Exercise set:
[A] Reproduce the part of the passage on U.S.-Cuban relations between "American-Cuban relations grew" and "in April 1973.", inclusive.
[B] Answer these questions from the passage on U.S.-Cuban relations:
(i) How many of the Bay of Pigs invaders were killed?
(ii) On what date did Nikita Khrushchev agree to dismantle and remove the weapons?
(iii) In what year was the naval base at Guantanamo Bay leased?

[Text block — start]

The Castro regime soon exhibited a leftist tendency that worried U.S. interest in the island. The agrarian reform laws promulgated in its first years mainly affected U.S. sugar interests; the operation of plantations by companies controlled by non-Cuban stockholders was prohibited, and the Castro regime initially de-emphasized sugar production in favor of food crops.

When the Castro government expropriated an estimated $1 billion in U.S.-owned properties in 1960, Washington responded by imposing a trade embargo. A complete break in diplomatic relations occurred in January 1961, and on April 17 of that year U.S.-supported and -trained anti-Castro exiles landed an invasion force in the Bay of Pigs in southern Cuba. Ninety of the invaders were killed, and some 1200 were captured (see Bay of Pigs Invasion). The captives were ransomed, with the tacit aid of the U.S. government, in 1962, at a cost of about $53 million in food and medicines.

American-Cuban relations grew still more perilous in the fall of 1962, when the United States discovered Soviet-supplied missile installations in Cuba. U.S. President John F. Kennedy then announced a naval blockade of the island to prevent further Soviet shipments of arms from reaching it. After several days of negotiations during which nuclear war was feared by many to be a possibility, Soviet Premier Nikita Khrushchev agreed, on October 28, to dismantle and remove the weapons, and this was subsequently accomplished. For the rest of the 1960s U.S.-Cuban relations remained hostile, although, through the cooperation of the Swiss embassy in Cuba, the U.S. and Cuban governments in 1965 agreed to permit Cuban nationals who desired to leave the island to emigrate to the United States. More than 260,000 people left before the airlift was officially terminated in April 1973.

Despite several efforts by Cuba in the United Nations to oust the United States from its naval base at Guantanamo Bay, leased in 1903, the base continues to be garrisoned by U.S. Marines.

[Text block — finish]
[Supplied information — start]

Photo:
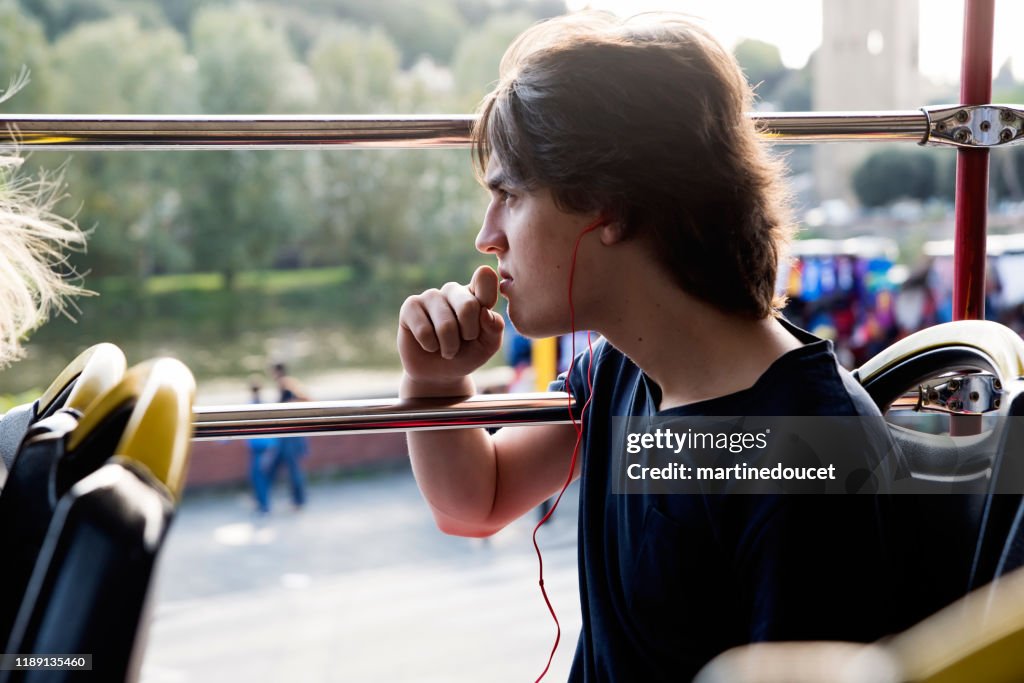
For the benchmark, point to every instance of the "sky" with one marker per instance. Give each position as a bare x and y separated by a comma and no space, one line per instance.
795,26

[Supplied information — finish]

Answers by task:
[A]
American-Cuban relations grew still more perilous in the fall of 1962, when the United States discovered Soviet-supplied missile installations in Cuba. U.S. President John F. Kennedy then announced a naval blockade of the island to prevent further Soviet shipments of arms from reaching it. After several days of negotiations during which nuclear war was feared by many to be a possibility, Soviet Premier Nikita Khrushchev agreed, on October 28, to dismantle and remove the weapons, and this was subsequently accomplished. For the rest of the 1960s U.S.-Cuban relations remained hostile, although, through the cooperation of the Swiss embassy in Cuba, the U.S. and Cuban governments in 1965 agreed to permit Cuban nationals who desired to leave the island to emigrate to the United States. More than 260,000 people left before the airlift was officially terminated in April 1973.

[B]
(i) Ninety
(ii) October 28
(iii) 1903